_Requirements_.
Copy the stretch of material below from the line containing "In the photo above, where can the uniform" through the line containing "column 409, row 342", substituting "metal necklace" for "silver necklace" and leaving everything else unchanged.
============
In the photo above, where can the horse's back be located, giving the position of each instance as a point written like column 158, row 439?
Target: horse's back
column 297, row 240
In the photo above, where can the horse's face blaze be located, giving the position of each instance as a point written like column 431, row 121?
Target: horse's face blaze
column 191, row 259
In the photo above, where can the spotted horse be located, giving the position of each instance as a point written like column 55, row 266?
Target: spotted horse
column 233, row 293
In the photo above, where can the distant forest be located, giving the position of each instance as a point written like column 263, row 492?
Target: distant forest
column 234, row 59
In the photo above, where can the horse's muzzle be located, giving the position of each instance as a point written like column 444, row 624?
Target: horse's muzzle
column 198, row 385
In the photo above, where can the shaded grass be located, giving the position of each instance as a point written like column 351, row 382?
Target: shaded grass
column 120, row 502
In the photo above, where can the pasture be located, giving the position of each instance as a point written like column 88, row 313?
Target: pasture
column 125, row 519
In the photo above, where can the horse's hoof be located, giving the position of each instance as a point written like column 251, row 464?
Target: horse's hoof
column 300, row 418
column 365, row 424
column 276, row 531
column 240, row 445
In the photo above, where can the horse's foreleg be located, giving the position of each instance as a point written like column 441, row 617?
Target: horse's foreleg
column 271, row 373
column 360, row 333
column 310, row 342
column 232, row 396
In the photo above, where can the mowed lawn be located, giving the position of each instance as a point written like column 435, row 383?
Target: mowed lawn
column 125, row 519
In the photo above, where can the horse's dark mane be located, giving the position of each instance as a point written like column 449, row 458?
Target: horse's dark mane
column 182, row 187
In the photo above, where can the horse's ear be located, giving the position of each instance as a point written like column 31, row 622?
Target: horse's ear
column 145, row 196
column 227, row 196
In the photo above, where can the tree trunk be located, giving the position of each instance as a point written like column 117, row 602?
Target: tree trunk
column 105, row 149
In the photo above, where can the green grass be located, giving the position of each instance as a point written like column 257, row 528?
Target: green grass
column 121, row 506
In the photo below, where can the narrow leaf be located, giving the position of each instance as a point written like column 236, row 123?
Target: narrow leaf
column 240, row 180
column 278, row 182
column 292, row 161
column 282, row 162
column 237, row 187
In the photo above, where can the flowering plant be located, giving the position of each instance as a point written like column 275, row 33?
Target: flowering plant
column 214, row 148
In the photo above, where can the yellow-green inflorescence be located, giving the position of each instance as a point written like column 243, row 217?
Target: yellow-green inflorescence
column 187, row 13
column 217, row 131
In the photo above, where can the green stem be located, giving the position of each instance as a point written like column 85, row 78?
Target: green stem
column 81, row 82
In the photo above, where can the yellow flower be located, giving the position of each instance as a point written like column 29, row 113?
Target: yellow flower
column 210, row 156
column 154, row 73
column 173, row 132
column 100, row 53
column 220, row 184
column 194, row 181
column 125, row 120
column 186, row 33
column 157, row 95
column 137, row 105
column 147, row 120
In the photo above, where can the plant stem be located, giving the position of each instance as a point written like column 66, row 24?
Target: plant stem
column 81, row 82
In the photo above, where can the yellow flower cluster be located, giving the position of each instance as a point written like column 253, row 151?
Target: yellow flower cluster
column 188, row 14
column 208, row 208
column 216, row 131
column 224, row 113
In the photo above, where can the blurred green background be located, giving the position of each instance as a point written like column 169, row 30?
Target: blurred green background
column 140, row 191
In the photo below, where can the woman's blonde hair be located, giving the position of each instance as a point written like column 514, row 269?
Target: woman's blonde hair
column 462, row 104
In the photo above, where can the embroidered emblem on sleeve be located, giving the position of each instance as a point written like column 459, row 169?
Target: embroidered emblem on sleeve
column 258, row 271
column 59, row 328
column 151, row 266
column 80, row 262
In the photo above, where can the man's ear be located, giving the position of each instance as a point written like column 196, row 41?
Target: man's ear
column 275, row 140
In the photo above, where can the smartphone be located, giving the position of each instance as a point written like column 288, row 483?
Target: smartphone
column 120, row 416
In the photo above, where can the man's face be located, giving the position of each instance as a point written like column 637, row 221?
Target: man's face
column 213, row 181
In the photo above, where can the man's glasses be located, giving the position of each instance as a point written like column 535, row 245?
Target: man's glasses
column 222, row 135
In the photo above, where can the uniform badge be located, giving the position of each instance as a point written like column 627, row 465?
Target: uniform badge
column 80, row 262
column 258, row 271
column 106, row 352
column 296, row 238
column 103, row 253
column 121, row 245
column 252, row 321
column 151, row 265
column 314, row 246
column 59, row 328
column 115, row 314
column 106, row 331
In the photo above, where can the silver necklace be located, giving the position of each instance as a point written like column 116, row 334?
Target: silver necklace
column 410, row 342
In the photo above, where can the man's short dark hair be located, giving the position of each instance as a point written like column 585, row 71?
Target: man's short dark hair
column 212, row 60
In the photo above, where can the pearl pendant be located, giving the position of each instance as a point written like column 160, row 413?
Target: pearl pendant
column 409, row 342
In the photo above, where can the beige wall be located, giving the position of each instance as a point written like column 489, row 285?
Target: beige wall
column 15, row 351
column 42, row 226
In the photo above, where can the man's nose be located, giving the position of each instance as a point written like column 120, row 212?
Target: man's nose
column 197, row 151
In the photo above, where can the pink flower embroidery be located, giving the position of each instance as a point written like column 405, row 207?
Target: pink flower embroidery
============
_Response below_.
In the photo above, where can the uniform badge be located, giving the position of each instance as a point written like column 627, row 465?
Target: uniform badge
column 80, row 262
column 258, row 271
column 106, row 352
column 296, row 238
column 103, row 253
column 121, row 245
column 252, row 321
column 151, row 265
column 314, row 246
column 59, row 328
column 115, row 314
column 106, row 331
In the photo above, where can the metal necklace be located, giving the position of each instance as a point written like column 116, row 334?
Target: metal necklace
column 410, row 342
In the photo above, where can the man's short dark hair be located, giving the position of each instance as a point written like column 585, row 71?
Target: man's short dark hair
column 212, row 60
In the photo above, where can the pearl pendant be located, giving the position of each instance as a point written like column 160, row 413?
Target: pearl pendant
column 409, row 342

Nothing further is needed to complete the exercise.